**What to do**
Pick up the essay on The Ninth Gate where its last paragraph ends and write the next few paragraphs in the same voice.

Friday, October 27, 2017

The Devil and Johnny Depp




 A film lover’s Halloween would not be complete without an annual horror movie film festival—mine usually lasts the entire month of October, as the genre is near and dear to my heart. And so is the devilishly attractive Mr. Johnny Depp, so I knew exactly which film I wanted to celebrate this year.

Though not on a scale with modern horror masterpieces like Rosemary’s Baby, The Exorcist, The Omen and The Shining (all among my favorite films), the 1999 Roman Polanski/Johnny Depp collaboration The Ninth Gate is one of my top guilty pleasures. It’s a movie with its tongue planted firmly in its cheek, a darkly comic romp chock full of accoutrements that horror film fans hold dear, including a few spectacularly ghastly murder sequences that plant it firmly in the horror category.

Based upon the 1993 novel The Club Dumas by Arturo Pérez-Reverte, The Ninth Gate pays clever homage to Polanski’s earlier successes, with nods both to Rosemary and to Chinatown, which in turn was deeply influenced by John Huston’s classic The Maltese Falcon. At its heart, it is a mystery thriller adventure brought to life through archetypal characters, played by wonderful actors against a picturesque European backdrop.

**Material provided**
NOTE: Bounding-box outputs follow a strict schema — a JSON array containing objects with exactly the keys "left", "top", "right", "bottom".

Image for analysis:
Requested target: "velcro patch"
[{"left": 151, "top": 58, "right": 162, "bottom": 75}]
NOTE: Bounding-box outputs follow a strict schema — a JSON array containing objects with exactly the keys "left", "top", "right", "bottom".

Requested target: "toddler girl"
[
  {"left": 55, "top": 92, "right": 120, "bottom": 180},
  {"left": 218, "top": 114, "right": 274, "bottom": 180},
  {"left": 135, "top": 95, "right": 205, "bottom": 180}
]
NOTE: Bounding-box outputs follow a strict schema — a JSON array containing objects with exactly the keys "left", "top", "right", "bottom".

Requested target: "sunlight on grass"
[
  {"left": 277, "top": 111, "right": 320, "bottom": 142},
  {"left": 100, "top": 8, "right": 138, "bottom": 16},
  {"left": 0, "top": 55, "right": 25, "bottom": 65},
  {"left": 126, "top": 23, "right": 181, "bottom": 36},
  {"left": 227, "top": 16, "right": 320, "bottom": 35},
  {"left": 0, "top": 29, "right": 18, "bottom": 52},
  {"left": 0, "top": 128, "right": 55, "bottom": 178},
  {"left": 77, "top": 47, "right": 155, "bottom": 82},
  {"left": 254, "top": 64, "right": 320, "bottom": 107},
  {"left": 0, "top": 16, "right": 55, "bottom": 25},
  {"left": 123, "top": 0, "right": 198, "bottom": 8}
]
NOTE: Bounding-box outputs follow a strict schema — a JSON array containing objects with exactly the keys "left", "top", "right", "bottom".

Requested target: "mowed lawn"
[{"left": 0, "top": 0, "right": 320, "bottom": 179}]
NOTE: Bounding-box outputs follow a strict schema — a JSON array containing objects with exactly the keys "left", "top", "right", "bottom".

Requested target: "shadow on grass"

**Response**
Johnny Depp as Dean Corso

The plot centers around a seductive Black Widow whose über-wealthy husband has just hanged himself, but not before selling her most prized possession, a book that’s purported to summon the Devil. The super-rich businessman who has purchased the supposed magick talisman engages rare book detective Dean Corso to track down the other existing copies to authenticate his own. Cue the cat-and-mouse!
 
A calm, cool and collected Johnny Depp forms the apex of the proceedings, despite the drama and treachery he finds himself immersed in. This is one of Depp’s best performances—his understated interpretation of freelance rare book dealer Dean Corso is quietly magnetic, a far cry from his blustering Captain Jack Sparrow and over-the-top Mad Hatter and Willy Wonka. As a shrewd and brilliant buyer and seller of rare books, Depp’s Corso is a mercenary—heartless and inscrutable, his handsome face a mask— we don’t know what he’s thinking and that is exciting indeed.

Frank Langella as Boris Balkan

The marvelous Frank Langella gives one of his most florid and unrestrained performances as Boris Balkan, the wealthy book collector who hires Corso to compare his copy of the book to two others. It’s clear Langella’s having a ball being bad, especially against the self-possessed and taciturn Corso as skillfully underplayed by Depp.
 
Lena Olin has one of her best roles as a modern-day film noir femme fatale, in the grand tradition of leading ladies from Mary Astor to Rita Hayworth to Faye Dunaway. As deadly ice queen Liana St. Martin Telfer, Olin wants her magickal tome back and will stop at nothing to obtain it, beginning with sexual favors, progressing to scratching and biting Depp with leonine ferocity, and finally knocking him cold with a vicious conk on the head—no postcoital cuddling for this Black Widow!

Lena Olin as Liana St. Martin Telfer
Emmanuelle Seigneur as..."the Girl"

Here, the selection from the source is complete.